**Texto fornecido:**
A publicação da 17ª edição do Relatório Doing Business 2020 (dados de 2019) do Banco Mundial e, mais recentemente, o recorte subnacional da mesma publicação (dados de 2020), ratificou nossa péssima colocação no cenário global e possibilitou uma comparação interestados. O Brasil amarga a 124ª posição no ranking de 190 países, mais ou menos o mesmo lugar de sempre. Duas vezes pior do que a classificação média dos demais países dos BRICS, por exemplo, e disputando no olho mecânico com o Paraguai (125º).
Mas o mergulho na realidade das capitais brasileiras, feito pela primeira vez, mexeu com os brios da pessoa comum e aproximou mais o problema das lideranças políticas e empresariais. Nas minhas redes sociais, foi certamente um dos trending topics do mês. Descobrir-se cinco vezes pior do que o Cazaquistão ou duas vezes mais inóspito para negócios do que o Kosovo ou Bielorússia (aquele país em que o presidente recomenda vodka contra a covid) é realmente desagradável. Mas pior é saber que o lugar onde você mora toma três vezes mais tempo para conceder um alvará de construção ou para licenciar um negócio que seu estado vizinho. Ou que sua cidade cobra 10 vezes mais para abrir uma empresa em comparação com outra.
Pelo que se vê nos meios de comunicação, o índice parece ter despertado nos governantes uma disposição de ir além de promessas de reformas que nunca chegam. O governo federal já vem endereçando a questão por meio de um conjunto de iniciativas, com destaque para a lei da liberdade econômica (Lei nº 13.874/2019). Os governos estaduais e municipais, através de seus comitês de desburocratização ou equivalentes, tentam adequar-se ou mesmo avançar, ampliando, por exemplo, o número de CNAEs isentos de alvará para início de funcionamento – um dos pontos críticos na performance do país no referido ranking.
Tudo isso ajuda, mas tem alcance limitado. Primeiro porque as mudanças em curso se dão no contexto de um emaranhado de leis conflitantes entre si, dentro de cada nível e entre os níveis de governo, trazendo insegurança jurídica e retardo na implementação das melhorias propostas. Segundo, porque a questão tributária, maximus inter maximus dos problemas, segue sendo tabu, e nenhum ator, seja público ou privado, parece disposto a abrir mão de receita, ainda mais agora em momento de crise econômica. A balbúrdia que tem sido a condução da reforma fiscal, onde governo federal, congresso e mercado não se entendem em nada, espelha bem a nossa realidade e justifica porque somos o 184º país no quesito impostos do referido estudo do Banco Mundial.

**Entradas de dados armazenados:**
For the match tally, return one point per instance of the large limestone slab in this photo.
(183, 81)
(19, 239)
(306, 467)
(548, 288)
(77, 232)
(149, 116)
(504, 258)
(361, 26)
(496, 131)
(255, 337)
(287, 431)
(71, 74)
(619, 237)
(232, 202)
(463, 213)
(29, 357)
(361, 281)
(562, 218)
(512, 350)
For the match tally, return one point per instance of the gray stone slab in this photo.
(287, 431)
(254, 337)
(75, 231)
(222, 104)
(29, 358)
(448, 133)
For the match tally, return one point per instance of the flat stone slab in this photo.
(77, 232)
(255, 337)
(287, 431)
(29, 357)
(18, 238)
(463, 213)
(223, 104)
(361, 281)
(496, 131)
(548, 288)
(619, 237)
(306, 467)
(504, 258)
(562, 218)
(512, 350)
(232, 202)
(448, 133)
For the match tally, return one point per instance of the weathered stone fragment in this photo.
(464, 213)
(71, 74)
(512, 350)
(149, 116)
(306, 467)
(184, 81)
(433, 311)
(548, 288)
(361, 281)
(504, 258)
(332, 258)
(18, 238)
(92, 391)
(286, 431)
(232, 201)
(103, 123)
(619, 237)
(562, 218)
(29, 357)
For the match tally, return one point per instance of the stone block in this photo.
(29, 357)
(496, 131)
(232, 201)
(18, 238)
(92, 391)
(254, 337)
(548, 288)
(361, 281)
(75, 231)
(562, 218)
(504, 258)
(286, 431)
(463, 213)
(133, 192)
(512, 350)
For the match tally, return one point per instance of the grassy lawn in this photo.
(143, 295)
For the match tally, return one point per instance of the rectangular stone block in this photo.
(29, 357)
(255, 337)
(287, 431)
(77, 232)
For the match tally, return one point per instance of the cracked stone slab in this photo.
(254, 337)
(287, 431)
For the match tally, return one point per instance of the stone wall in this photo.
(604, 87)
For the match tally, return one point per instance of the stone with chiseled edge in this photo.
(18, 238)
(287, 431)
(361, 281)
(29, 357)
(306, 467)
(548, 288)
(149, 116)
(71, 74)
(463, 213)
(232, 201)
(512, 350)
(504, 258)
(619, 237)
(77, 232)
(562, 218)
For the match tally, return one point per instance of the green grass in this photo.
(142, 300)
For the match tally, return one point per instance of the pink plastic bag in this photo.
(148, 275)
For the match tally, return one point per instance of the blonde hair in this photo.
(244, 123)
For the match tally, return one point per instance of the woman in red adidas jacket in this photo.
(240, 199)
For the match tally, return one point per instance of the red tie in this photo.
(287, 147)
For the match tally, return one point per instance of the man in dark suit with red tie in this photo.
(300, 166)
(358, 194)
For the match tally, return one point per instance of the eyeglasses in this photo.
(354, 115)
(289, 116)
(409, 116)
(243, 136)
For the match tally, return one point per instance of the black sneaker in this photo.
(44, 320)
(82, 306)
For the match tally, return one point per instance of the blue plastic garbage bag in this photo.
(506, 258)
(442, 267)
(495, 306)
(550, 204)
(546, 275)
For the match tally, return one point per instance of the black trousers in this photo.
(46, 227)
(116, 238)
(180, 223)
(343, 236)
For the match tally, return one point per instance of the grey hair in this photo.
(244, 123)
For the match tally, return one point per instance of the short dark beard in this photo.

**Instruções de trabalho:**
• 1. Segundo o texto sobre o Doing Business, em que posição o Brasil aparece no ranking de 190 países?
• 2. Diga se cada afirmação abaixo concorda com o texto sobre o Doing Business, respondendo sim ou não e citando as palavras do texto que decidem a resposta.
(a) O Paraguai ocupa a 125ª posição no ranking.
(b) A análise das capitais brasileiras já tinha sido feita em edições anteriores.
(c) No quesito impostos, o Brasil é o 184º país.
• 3. Continue, por favor, o texto sobre o Doing Business a partir do ponto em que ele termina.

**Respostas escritas:**
• 1. Na 124ª posição.

• 2.
(a) Sim: "disputando no olho mecânico com o Paraguai (125º)".
(b) Não: "o mergulho na realidade das capitais brasileiras, feito pela primeira vez".
(c) Sim: "somos o 184º país no quesito impostos do referido estudo do Banco Mundial".

• 3.
Em terceiro, porque a questão de fundo nunca é tocada: gente. Muito do nosso atraso decorre da baixa produtividade do capital humano. Ora tangenciamos o problema, como quando confundimos melhoria de competitividade do setor produtivo com melhoria do ambiente de negócios (estão relacionadas, mas não são a mesma coisa); ora erramos o alvo, como quando, para fins de equilíbrio fiscal, asfixiamos o sistema nacional de ciência, tecnologia e inovação e, dentro dele, com frieza e rigor matemático, suprimimos verbas para a formação de pesquisadores e capital humano qualificado.
O orçamento do Ministério da Ciência, Tecnologia e Inovações foi reduzido em cerca de 29% em relação ao já minguado 2020, sendo hoje metade do que foi há oito anos. As universidades e Institutos Federais sofreram cortes de aproximadamente 20%, equivalendo a um sequestro de cerca de R$ 1 bilhão.
A atividade empresarial se ressente do apagão de mão de obra. A CNI – Confederação Nacional da Indústria, projeta um déficit de 300 mil trabalhadores somente nas atividades relacionadas com digitalização e automação industrial. Esse número é similar ao que se estima de vagas em aberto no setor de tecnologia da informação.
Pelo ranking do Doing Business 2020, o pior lugar do mundo é a Somália. Com um pouco mais de esforço, o país da cloroquina, do orçamento secreto e do desmantelo político chega lá.